** Extract to read **
★ ★ ★ ★ ★

Many have pounced on the treatment of a scene from Bezos’s childhood, when he brought his grandmother to tears by calculating the years of her life she’d lost from smoking. The Times left off in the middle of that story, as Bezos told it in a commencement speech, when his grandfather admonished the 9-year-old for being clever rather than kind. It was either a careless mistake by the paper, or a reflection of not so much factual error, but selective omission, which then raises doubt about the sources they selected.
There have already been several Times follow-up stories, addressing the negative response from Bezos and his employees, the reaction from readers, and a front-page story yesterday on the “brutal competition” endemic to corporate America. That article reads in some places almost like a partial retraction, or at least a pointed backpeddling:
“The account appeared to put Amazon at odds with recent workplace trends, but the reality, experts say, is not nearly so neat: Grueling competition remains perhaps the defining feature of the upper echelon in today’s white-collar workplace.”

★ ★ ★ ★ ★

** Source data **
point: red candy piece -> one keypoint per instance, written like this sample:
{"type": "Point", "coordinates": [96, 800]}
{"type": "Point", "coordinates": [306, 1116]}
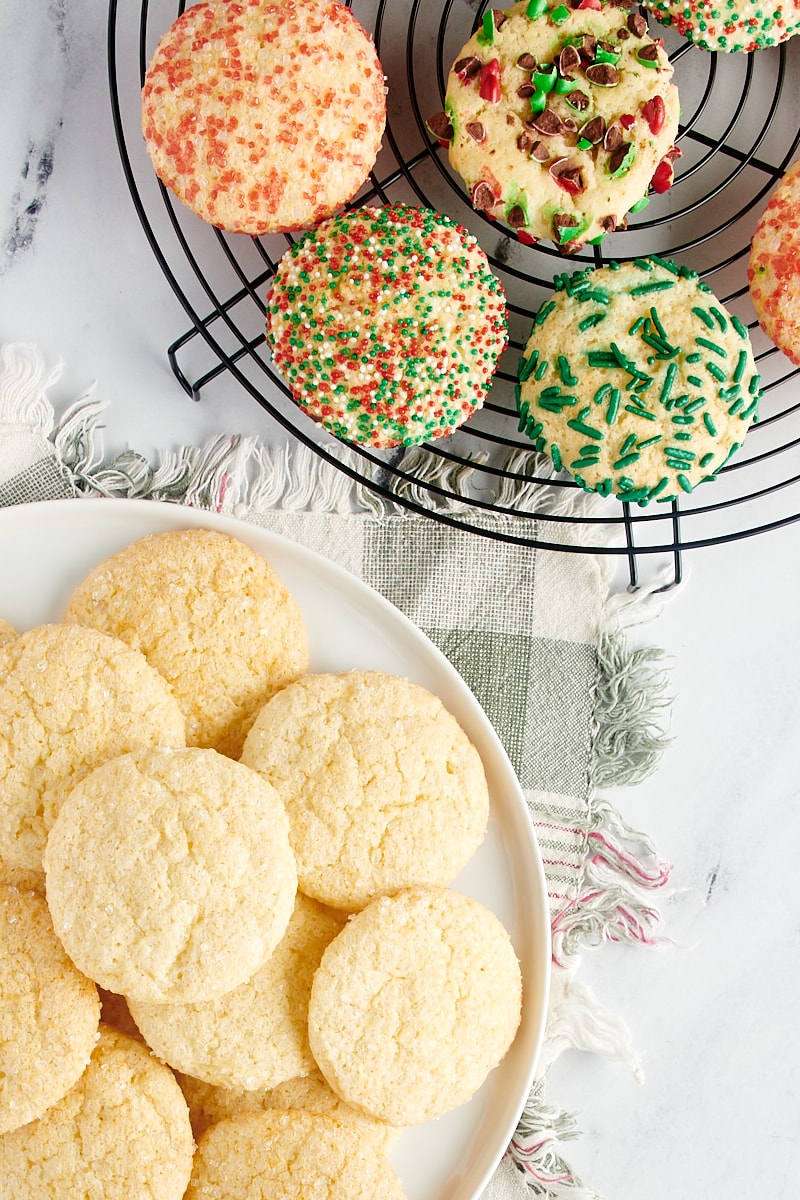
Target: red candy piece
{"type": "Point", "coordinates": [655, 113]}
{"type": "Point", "coordinates": [489, 82]}
{"type": "Point", "coordinates": [663, 177]}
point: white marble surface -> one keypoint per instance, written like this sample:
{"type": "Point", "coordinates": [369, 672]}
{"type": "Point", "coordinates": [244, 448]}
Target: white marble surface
{"type": "Point", "coordinates": [714, 1015]}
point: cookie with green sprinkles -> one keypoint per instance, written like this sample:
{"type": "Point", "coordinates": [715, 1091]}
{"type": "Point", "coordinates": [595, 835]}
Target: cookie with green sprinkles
{"type": "Point", "coordinates": [560, 118]}
{"type": "Point", "coordinates": [637, 381]}
{"type": "Point", "coordinates": [729, 25]}
{"type": "Point", "coordinates": [386, 324]}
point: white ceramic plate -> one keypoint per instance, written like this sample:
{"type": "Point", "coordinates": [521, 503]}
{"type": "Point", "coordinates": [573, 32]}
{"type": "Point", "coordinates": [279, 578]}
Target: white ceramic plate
{"type": "Point", "coordinates": [47, 549]}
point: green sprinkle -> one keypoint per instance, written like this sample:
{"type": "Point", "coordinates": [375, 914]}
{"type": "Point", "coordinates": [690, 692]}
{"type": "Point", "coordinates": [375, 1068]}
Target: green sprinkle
{"type": "Point", "coordinates": [613, 406]}
{"type": "Point", "coordinates": [641, 412]}
{"type": "Point", "coordinates": [543, 313]}
{"type": "Point", "coordinates": [593, 319]}
{"type": "Point", "coordinates": [487, 35]}
{"type": "Point", "coordinates": [525, 367]}
{"type": "Point", "coordinates": [711, 346]}
{"type": "Point", "coordinates": [588, 431]}
{"type": "Point", "coordinates": [672, 371]}
{"type": "Point", "coordinates": [659, 487]}
{"type": "Point", "coordinates": [657, 286]}
{"type": "Point", "coordinates": [704, 317]}
{"type": "Point", "coordinates": [567, 378]}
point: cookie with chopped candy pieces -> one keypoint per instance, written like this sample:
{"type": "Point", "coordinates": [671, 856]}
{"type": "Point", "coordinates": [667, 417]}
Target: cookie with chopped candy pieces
{"type": "Point", "coordinates": [560, 118]}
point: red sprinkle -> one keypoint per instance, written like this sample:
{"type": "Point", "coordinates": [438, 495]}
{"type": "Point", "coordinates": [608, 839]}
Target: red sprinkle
{"type": "Point", "coordinates": [489, 82]}
{"type": "Point", "coordinates": [654, 111]}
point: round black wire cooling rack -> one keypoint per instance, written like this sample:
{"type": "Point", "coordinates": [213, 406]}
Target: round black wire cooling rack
{"type": "Point", "coordinates": [740, 131]}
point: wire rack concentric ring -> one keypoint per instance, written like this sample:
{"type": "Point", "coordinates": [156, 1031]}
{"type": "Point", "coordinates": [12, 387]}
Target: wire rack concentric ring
{"type": "Point", "coordinates": [739, 132]}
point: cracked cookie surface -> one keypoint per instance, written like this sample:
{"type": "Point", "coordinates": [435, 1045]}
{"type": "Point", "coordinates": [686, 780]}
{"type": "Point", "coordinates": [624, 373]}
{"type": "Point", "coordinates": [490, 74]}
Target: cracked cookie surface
{"type": "Point", "coordinates": [382, 786]}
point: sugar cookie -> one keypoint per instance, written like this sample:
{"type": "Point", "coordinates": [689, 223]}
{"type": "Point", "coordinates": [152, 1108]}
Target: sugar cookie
{"type": "Point", "coordinates": [121, 1133]}
{"type": "Point", "coordinates": [70, 699]}
{"type": "Point", "coordinates": [48, 1012]}
{"type": "Point", "coordinates": [289, 1156]}
{"type": "Point", "coordinates": [210, 615]}
{"type": "Point", "coordinates": [257, 1035]}
{"type": "Point", "coordinates": [169, 875]}
{"type": "Point", "coordinates": [382, 786]}
{"type": "Point", "coordinates": [414, 1003]}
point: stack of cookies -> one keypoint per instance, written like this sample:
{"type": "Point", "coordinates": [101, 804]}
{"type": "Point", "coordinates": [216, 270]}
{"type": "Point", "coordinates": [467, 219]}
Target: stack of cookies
{"type": "Point", "coordinates": [248, 865]}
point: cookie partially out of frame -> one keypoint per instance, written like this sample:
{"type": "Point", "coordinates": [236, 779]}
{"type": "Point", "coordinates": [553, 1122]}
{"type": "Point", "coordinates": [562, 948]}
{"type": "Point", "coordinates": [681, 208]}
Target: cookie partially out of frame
{"type": "Point", "coordinates": [386, 324]}
{"type": "Point", "coordinates": [169, 875]}
{"type": "Point", "coordinates": [637, 381]}
{"type": "Point", "coordinates": [210, 615]}
{"type": "Point", "coordinates": [414, 1003]}
{"type": "Point", "coordinates": [560, 117]}
{"type": "Point", "coordinates": [290, 1156]}
{"type": "Point", "coordinates": [729, 25]}
{"type": "Point", "coordinates": [121, 1132]}
{"type": "Point", "coordinates": [264, 117]}
{"type": "Point", "coordinates": [70, 699]}
{"type": "Point", "coordinates": [774, 265]}
{"type": "Point", "coordinates": [382, 786]}
{"type": "Point", "coordinates": [48, 1012]}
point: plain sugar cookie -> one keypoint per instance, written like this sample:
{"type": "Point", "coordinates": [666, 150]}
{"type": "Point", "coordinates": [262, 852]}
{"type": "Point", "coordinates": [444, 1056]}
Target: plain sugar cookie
{"type": "Point", "coordinates": [48, 1012]}
{"type": "Point", "coordinates": [382, 785]}
{"type": "Point", "coordinates": [121, 1133]}
{"type": "Point", "coordinates": [289, 1156]}
{"type": "Point", "coordinates": [70, 699]}
{"type": "Point", "coordinates": [210, 615]}
{"type": "Point", "coordinates": [257, 1035]}
{"type": "Point", "coordinates": [264, 117]}
{"type": "Point", "coordinates": [169, 875]}
{"type": "Point", "coordinates": [414, 1003]}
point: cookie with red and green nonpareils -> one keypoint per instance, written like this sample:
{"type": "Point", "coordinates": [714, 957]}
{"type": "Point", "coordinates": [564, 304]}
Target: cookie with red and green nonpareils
{"type": "Point", "coordinates": [637, 381]}
{"type": "Point", "coordinates": [263, 117]}
{"type": "Point", "coordinates": [386, 324]}
{"type": "Point", "coordinates": [774, 267]}
{"type": "Point", "coordinates": [560, 118]}
{"type": "Point", "coordinates": [729, 25]}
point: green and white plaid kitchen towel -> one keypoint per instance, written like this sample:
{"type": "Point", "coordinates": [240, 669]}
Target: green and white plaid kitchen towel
{"type": "Point", "coordinates": [535, 634]}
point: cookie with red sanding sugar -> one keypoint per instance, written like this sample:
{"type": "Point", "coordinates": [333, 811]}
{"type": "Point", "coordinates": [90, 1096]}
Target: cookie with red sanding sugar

★ ★ ★ ★ ★

** Task 1 **
Answer these about the passage on the Times and Bezos, marking each answer to match:
(a) As a child, what did Bezos calculate that brought his grandmother to tears?
(b) Where did Bezos tell that story?
(c) In the quoted front-page story, what remains perhaps the defining feature of the upper echelon in today's white-collar workplace?
** Task 2 **
Sum up the passage on the Times and Bezos in two sentences.

** Problem solution 1 **
(a) The years of her life she'd lost from smoking.
(b) In a commencement speech.
(c) Grueling competition.

** Problem solution 2 **
Many have pounced on how the Times handled a childhood story Bezos told in a commencement speech, because the paper stopped before his grandfather admonished him for being clever rather than kind, which was either a careless mistake or a selective omission that raises doubt about its sources. The Times has since run several follow-up stories, including a front-page piece on the "brutal competition" endemic to corporate America that reads in places almost like a partial retraction.